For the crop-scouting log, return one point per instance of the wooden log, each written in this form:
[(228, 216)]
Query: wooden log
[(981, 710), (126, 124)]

:::::

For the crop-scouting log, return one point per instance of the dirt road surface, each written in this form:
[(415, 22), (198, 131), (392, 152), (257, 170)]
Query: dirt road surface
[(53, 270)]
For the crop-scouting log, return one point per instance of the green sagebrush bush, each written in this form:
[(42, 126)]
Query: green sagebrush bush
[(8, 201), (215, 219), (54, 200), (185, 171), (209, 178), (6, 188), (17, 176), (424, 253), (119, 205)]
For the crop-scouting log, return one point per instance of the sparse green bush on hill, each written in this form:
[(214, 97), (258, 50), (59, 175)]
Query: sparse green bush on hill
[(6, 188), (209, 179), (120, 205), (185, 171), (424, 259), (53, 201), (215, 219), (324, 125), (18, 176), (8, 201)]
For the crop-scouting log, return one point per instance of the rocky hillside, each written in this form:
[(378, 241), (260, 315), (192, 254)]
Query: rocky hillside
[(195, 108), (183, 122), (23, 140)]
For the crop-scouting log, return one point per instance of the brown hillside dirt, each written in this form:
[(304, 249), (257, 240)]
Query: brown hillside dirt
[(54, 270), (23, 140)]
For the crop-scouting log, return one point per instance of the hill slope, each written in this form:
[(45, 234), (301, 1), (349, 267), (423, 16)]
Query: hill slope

:::::

• What the task requires: The lines of the records that contain the string "slope" should be located and copied.

• Final answer:
For the crop-scouting log, return one point per instance of the hill slope, each written in this form:
Query: hill slope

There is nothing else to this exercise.